**AIM OF THE TASK:**
The lines to copy run from the one containing "Where can you spot the white front" through the last line of the listing; copy them exactly and nothing more.

**DATASET:**
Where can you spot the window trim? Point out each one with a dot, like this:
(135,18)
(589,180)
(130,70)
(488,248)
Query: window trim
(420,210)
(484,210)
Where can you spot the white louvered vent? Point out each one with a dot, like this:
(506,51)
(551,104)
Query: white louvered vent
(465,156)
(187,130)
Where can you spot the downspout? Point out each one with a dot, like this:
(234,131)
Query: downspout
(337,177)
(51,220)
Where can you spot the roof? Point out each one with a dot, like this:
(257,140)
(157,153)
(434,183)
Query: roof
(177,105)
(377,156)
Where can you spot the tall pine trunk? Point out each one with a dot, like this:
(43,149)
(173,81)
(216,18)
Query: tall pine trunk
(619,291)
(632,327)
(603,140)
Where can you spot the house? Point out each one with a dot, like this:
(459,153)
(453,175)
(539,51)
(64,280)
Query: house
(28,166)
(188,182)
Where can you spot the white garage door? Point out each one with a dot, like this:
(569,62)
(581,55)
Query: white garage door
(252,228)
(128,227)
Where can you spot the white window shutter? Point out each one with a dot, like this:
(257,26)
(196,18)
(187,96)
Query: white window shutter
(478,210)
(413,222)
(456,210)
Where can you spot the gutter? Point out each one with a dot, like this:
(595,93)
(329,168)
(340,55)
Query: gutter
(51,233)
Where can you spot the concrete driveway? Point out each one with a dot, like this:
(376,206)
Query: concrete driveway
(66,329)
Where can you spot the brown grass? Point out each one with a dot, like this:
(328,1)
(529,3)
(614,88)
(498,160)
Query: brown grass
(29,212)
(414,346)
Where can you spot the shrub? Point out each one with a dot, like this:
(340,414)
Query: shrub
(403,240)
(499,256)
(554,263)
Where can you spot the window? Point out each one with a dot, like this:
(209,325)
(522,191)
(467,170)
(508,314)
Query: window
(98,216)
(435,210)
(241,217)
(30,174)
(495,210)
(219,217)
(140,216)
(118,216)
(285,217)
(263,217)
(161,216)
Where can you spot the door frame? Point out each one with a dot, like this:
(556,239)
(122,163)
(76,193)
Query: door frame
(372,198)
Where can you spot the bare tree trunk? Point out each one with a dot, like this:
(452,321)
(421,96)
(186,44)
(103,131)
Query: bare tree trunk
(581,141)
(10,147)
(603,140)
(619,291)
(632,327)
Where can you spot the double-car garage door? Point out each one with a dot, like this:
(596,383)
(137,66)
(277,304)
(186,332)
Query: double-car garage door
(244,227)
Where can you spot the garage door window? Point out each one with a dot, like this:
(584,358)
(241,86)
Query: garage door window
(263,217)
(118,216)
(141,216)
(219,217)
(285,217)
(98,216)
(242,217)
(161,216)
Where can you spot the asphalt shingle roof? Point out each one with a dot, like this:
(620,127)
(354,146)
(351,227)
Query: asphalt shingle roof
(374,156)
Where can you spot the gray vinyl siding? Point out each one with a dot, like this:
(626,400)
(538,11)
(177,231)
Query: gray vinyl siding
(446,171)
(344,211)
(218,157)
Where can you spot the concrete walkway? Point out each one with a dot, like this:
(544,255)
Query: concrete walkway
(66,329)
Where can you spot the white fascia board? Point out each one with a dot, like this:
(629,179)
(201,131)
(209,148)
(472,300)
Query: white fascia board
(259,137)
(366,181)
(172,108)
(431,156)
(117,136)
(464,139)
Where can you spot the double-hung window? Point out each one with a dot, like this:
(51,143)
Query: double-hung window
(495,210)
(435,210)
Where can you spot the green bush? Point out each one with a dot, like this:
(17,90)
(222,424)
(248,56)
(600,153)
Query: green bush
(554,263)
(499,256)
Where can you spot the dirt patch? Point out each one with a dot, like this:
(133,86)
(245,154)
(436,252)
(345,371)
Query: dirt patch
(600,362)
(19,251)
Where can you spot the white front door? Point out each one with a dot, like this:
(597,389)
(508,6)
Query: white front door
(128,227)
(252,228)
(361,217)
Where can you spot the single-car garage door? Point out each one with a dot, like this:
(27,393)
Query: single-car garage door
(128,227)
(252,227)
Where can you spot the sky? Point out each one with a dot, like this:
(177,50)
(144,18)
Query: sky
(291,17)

**RESPONSE BELOW:**
Where can you spot the white front door? Point out each one with a dot, like this:
(597,389)
(508,6)
Query: white front door
(128,227)
(252,228)
(361,217)
Where can you spot the single-car garage door? Point out each one with a dot, like this:
(27,393)
Query: single-car garage door
(128,227)
(252,227)
Where can you spot the sky? Point out each one with a dot, like this:
(177,50)
(144,18)
Query: sky
(291,17)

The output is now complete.